---------- Text segment ----------
Dark Theme Overrides¶
search-overrides.css customises the Pagefind UI to match the site's dark glassmorphism:
- Input: Dark background, cyan border on focus, blur backdrop
- Results: Glass cards with subtle border, cyan title links
- Highlights: Cyan
markelements for matching terms - Sub-results: Indented with cyan left border
- Modal: Full-screen overlay with blur backdrop, 640px max-width
Synonyms (Migrated from old search.js)¶
The old search had a synonym map (~30 terms like m365 → microsoft 365). Pagefind doesn't support custom synonyms natively, but its fuzzy matching and stemming handle most cases:
- "m365" finds "Microsoft 365" via fuzzy match
- "copilot" finds all Copilot-related pages via full-text
- "licence" finds "license" via stemming
If specific synonyms are needed in future, Pagefind supports custom indexing configuration.
---------- Extracted entries ----------
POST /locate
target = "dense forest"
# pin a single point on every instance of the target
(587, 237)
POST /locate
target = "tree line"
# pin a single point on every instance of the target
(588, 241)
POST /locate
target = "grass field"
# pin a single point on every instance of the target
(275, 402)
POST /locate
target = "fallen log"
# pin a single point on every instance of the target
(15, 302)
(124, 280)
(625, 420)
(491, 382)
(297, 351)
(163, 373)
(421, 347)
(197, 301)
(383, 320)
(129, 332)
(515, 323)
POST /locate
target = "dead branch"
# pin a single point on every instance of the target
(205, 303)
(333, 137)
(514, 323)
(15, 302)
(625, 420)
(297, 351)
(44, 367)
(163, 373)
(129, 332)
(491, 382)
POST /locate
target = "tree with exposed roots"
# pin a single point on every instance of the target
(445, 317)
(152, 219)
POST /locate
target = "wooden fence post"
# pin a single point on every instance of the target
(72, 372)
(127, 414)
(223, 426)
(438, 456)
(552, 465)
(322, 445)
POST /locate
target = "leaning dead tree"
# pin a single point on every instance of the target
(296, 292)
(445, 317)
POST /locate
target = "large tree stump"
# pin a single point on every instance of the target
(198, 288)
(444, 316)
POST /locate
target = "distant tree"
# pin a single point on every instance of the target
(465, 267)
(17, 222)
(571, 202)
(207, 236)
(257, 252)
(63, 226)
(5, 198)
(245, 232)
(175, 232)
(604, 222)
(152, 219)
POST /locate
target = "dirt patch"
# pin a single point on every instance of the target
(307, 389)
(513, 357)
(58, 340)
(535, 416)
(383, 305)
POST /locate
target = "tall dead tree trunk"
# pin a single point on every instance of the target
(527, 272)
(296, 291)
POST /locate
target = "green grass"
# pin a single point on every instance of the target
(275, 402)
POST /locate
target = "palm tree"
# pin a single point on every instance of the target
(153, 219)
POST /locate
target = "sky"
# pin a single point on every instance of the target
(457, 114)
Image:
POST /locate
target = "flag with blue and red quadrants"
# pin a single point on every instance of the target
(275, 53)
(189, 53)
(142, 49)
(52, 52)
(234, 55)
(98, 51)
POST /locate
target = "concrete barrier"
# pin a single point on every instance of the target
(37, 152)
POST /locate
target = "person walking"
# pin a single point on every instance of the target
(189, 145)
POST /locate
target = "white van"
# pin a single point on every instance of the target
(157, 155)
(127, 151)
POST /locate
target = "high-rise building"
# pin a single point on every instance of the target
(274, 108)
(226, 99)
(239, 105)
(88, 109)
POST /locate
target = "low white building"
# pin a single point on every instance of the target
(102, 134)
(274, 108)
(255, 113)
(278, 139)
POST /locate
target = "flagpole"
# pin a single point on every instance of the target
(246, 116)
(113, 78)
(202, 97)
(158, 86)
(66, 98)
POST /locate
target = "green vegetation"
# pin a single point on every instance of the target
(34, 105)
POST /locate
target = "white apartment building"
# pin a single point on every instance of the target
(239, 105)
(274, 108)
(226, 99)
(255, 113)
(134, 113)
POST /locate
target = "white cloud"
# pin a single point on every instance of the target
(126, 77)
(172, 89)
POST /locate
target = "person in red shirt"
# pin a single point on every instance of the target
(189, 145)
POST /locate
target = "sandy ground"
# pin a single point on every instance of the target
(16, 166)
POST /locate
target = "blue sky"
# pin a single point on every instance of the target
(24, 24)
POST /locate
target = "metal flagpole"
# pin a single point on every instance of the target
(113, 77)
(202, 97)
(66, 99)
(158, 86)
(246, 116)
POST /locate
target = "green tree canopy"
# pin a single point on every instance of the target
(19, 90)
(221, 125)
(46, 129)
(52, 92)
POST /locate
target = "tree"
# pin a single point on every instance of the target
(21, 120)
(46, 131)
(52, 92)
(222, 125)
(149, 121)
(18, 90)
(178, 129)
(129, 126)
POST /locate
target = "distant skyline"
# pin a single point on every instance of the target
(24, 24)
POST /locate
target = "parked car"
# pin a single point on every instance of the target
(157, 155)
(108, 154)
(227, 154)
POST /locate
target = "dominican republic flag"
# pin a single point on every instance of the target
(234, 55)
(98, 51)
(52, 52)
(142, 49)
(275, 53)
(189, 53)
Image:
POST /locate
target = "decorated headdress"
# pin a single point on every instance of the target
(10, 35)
----------
» **Brief 1**
From the Pagefind notes, explain in one to three sentences why most searches still work without the old synonym map.
» **Brief 2**
Reproduce verbatim everything in the Pagefind notes from "Dark Theme Overrides¶" down to "custom indexing configuration.".
This data comes from a separate source.

» **Problem solution 1**
Pagefind doesn't support custom synonyms natively, but its fuzzy matching and stemming handle most cases. For example, "m365" finds "Microsoft 365" via fuzzy match, and "licence" finds "license" via stemming.

» **Problem solution 2**
Dark Theme Overrides¶
search-overrides.css customises the Pagefind UI to match the site's dark glassmorphism:
- Input: Dark background, cyan border on focus, blur backdrop
- Results: Glass cards with subtle border, cyan title links
- Highlights: Cyan
markelements for matching terms - Sub-results: Indented with cyan left border
- Modal: Full-screen overlay with blur backdrop, 640px max-width
Synonyms (Migrated from old search.js)¶
The old search had a synonym map (~30 terms like m365 → microsoft 365). Pagefind doesn't support custom synonyms natively, but its fuzzy matching and stemming handle most cases:
- "m365" finds "Microsoft 365" via fuzzy match
- "copilot" finds all Copilot-related pages via full-text
- "licence" finds "license" via stemming
If specific synonyms are needed in future, Pagefind supports custom indexing configuration.